#### Given exercise 1:
In the sodium carbonate problem below, how many moles of sodium hydroxide react with one mole of carbon dioxide, according to the answer?
#### Given exercise 2:
Decide whether each statement agrees with the sodium carbonate problem below, answering yes or no and quoting the deciding words: (a) The answer gives 5.3 grams as the mass of sodium carbonate formed. (b) The volume of carbon dioxide bubbled through the solution is 2.24 L. (c) One mole of carbon dioxide yields two moles of sodium carbonate.
#### Given exercise 3:
Carry the sodium carbonate problem below forward from its final sentence.

#### Text shown:
Question

1.12 L of CO2 at STP is bubbled through an NaOH solution. Reaction occuring:
2NaOH + CO2 → Na2CO3.
What is the mass of Na2CO3 formed?
(a) 10.6 g
(b) 5.3 g
(c) 1.12 g
(d) 2.24 g​

Answer 1

The correct question may be like:

If 1.12 liters of carbon dioxide gas is passed through a solution of sodium hydroxide at standard temperature and pressure, a reaction occurs which produces sodium carbonate. The equation for this reaction is 2NaOH + CO2 → Na2CO3. What is the mass of sodium carbonate that is formed as a result of this reaction? Choose from the following options: (a) 10.6 grams, (b) 5.3 grams, (c) 1.12 grams, or (d) 2.24 grams.

"The mass of sodium carbonate that is formed as a result of this reaction is (b) 5.3 grams.

The given equation is 2NaOH + CO2 → Na2CO3, which means that 2 moles of sodium hydroxide react with 1 mole of carbon dioxide to produce 1 mole of sodium carbonate.

#### Information shown:
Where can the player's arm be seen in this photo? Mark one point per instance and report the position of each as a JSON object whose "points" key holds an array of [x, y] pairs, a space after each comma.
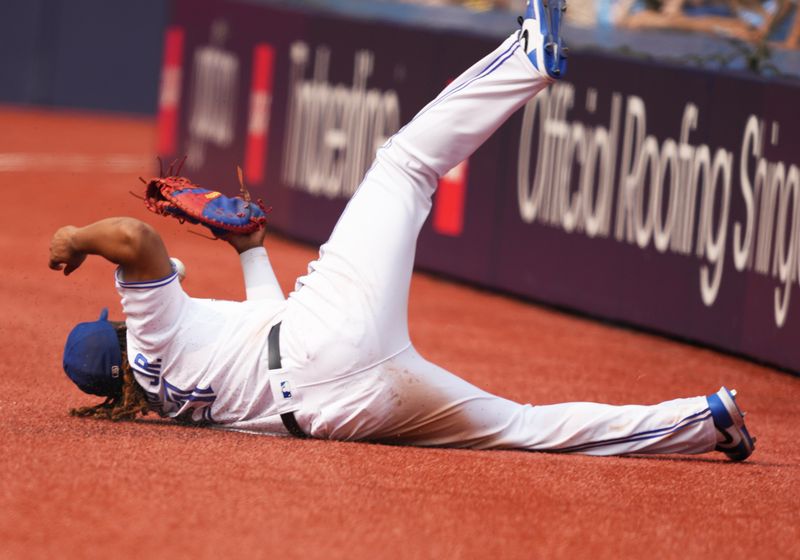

#### Right answer 1:
2 moles of sodium hydroxide.

#### Right answer 2:
(a) Yes: "The mass of sodium carbonate that is formed as a result of this reaction is (b) 5.3 grams."
(b) No: "1.12 L of CO2 at STP is bubbled through an NaOH solution."
(c) No: "1 mole of carbon dioxide to produce 1 mole of sodium carbonate."

#### Right answer 3:
First, we need to find the number of moles of carbon dioxide present in 1.12 liters of the gas at standard temperature and pressure (STP). At STP, 1 mole of any gas occupies a volume of 22.4 liters. Therefore, the number of moles of CO2 present in 1.12 liters can be calculated as:

n = V/22.4

n = 1.12/22.4

n = 0.05 moles

Since 1 mole of CO2 produces 1 mole of Na2CO3, the number of moles of Na2CO3 produced in the reaction is also 0.05 moles.

The molar mass of Na2CO3 can be calculated as:

Molar mass of Na2CO3 = 2 x atomic mass of Na + atomic mass of C + 3 x atomic mass of O

Molar mass of Na2CO3 = 2(23) + 12 + 3(16)

Molar mass of Na2CO3 = 106 g/mol

Therefore, the mass of Na2CO3 produced can be calculated as:

Mass of Na2CO3 = number of moles x molar mass

Mass of Na2CO3 = 0.05 x 106

Mass of Na2CO3 = 5.3 grams

Hence, the mass of sodium carbonate that is formed as a result of this reaction is 5.3 grams."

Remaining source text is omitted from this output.